**Exercise task**
Report each line of the listing below that contains the string "plowed", copying every such line in full. Case counts when matching.

____ Extracted entries

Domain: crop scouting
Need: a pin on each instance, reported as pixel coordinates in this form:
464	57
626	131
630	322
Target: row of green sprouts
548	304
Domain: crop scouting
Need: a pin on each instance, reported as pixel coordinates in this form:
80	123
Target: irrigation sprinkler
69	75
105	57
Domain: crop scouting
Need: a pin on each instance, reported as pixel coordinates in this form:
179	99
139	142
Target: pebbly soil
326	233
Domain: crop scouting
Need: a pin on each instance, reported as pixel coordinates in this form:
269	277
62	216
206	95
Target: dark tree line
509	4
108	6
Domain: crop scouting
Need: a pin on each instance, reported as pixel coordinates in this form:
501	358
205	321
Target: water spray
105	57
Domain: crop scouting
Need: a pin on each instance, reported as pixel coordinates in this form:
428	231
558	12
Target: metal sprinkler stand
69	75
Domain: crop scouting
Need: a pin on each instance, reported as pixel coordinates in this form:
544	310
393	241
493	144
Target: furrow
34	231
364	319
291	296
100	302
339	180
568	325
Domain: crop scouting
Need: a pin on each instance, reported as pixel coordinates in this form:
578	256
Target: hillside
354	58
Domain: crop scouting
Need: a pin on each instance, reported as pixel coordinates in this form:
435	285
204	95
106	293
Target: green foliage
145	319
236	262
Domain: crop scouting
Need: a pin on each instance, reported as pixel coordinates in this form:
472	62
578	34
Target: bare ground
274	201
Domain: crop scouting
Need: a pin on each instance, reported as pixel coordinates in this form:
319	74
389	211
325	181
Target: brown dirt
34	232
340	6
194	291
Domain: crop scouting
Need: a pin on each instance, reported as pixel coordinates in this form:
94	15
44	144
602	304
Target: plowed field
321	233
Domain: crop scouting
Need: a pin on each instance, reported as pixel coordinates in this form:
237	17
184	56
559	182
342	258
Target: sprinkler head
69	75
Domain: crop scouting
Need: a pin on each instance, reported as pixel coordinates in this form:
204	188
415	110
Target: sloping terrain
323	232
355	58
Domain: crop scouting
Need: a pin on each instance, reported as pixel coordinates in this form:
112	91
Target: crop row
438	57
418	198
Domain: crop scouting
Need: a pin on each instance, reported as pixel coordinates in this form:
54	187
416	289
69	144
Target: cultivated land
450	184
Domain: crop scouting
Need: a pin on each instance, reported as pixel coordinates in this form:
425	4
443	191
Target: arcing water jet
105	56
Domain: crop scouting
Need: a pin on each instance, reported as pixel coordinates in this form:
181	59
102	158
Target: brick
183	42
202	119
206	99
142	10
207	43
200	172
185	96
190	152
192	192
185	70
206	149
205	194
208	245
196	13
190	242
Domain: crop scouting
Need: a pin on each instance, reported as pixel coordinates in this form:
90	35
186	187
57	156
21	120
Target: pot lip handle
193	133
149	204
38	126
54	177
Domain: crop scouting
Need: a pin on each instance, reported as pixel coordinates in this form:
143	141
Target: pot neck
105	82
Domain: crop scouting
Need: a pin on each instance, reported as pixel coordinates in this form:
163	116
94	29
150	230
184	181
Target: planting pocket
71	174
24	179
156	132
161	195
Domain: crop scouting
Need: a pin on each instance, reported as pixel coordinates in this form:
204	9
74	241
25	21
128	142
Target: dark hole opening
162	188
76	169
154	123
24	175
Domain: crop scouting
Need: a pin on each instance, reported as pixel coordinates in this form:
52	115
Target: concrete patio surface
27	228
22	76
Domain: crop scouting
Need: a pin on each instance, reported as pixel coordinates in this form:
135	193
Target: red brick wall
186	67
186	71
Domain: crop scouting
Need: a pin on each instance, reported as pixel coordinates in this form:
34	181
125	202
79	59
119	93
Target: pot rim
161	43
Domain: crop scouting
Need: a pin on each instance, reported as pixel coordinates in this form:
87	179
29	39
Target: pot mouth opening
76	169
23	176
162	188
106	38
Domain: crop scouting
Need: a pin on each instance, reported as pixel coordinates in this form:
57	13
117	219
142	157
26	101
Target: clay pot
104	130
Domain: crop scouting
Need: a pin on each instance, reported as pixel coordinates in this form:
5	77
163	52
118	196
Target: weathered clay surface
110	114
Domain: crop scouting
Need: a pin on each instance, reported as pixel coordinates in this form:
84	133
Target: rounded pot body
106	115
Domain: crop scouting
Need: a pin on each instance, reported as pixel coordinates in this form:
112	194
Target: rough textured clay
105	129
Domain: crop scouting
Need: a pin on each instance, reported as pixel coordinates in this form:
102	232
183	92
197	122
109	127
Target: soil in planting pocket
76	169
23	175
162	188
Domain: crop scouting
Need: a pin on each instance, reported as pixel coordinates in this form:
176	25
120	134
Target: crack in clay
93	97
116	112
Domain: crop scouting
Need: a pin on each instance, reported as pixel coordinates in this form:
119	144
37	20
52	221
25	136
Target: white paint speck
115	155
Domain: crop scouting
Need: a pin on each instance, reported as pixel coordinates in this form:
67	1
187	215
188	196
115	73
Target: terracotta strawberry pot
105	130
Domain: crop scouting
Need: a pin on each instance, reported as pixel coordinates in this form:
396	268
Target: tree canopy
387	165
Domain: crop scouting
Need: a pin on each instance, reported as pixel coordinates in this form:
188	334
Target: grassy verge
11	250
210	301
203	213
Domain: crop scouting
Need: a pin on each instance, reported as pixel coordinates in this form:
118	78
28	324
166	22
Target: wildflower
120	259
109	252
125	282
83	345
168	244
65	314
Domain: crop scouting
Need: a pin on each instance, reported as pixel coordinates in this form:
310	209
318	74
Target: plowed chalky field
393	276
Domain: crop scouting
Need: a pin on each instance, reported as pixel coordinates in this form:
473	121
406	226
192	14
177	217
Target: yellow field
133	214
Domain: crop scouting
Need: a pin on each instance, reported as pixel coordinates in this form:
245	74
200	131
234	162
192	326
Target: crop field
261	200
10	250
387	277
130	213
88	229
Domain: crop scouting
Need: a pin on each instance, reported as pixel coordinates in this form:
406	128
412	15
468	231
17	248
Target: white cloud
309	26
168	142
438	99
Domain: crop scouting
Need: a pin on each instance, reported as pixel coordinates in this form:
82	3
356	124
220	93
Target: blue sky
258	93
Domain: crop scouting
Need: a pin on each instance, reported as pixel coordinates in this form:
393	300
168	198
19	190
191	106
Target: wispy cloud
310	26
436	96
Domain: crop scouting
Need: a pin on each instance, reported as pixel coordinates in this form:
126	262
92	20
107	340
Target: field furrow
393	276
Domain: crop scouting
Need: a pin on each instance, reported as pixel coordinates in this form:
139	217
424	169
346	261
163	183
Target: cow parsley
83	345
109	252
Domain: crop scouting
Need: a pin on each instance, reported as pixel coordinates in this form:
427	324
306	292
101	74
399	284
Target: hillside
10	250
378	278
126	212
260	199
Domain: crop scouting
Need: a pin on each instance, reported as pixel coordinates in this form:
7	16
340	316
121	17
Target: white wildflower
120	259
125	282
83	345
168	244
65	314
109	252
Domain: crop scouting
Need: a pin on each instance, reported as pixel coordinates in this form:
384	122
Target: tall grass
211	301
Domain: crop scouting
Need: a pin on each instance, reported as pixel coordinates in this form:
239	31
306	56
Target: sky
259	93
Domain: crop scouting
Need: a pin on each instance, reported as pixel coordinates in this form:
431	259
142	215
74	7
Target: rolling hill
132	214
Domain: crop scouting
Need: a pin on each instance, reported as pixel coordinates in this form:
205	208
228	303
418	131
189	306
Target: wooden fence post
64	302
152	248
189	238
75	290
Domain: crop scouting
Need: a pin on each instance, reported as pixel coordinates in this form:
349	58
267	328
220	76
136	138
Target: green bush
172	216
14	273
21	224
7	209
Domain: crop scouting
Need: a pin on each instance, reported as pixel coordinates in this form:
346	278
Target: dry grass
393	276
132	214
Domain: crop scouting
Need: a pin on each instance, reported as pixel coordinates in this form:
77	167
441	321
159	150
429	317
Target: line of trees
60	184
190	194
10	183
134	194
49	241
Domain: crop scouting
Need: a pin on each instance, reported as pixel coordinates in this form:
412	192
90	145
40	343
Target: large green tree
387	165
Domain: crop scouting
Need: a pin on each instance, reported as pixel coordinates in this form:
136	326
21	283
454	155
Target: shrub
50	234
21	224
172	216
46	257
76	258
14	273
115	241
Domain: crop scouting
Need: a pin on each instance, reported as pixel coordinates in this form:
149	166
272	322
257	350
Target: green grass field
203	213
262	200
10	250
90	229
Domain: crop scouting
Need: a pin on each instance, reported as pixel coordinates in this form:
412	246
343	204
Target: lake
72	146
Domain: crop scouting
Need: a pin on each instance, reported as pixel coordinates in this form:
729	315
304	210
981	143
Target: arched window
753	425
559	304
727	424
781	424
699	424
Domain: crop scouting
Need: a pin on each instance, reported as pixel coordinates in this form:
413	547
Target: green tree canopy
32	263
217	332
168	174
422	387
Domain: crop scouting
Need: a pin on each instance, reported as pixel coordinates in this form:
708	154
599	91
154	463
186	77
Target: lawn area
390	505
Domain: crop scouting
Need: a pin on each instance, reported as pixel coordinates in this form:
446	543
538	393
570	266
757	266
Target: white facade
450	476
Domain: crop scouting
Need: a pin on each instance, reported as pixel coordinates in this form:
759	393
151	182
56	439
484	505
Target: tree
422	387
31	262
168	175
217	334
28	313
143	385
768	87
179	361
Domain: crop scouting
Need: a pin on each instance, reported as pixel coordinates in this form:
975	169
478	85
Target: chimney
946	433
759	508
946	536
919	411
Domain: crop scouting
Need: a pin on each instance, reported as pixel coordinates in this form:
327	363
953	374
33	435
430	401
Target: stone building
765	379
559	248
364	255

________

**In response**
Target: plowed field
Target: plowed chalky field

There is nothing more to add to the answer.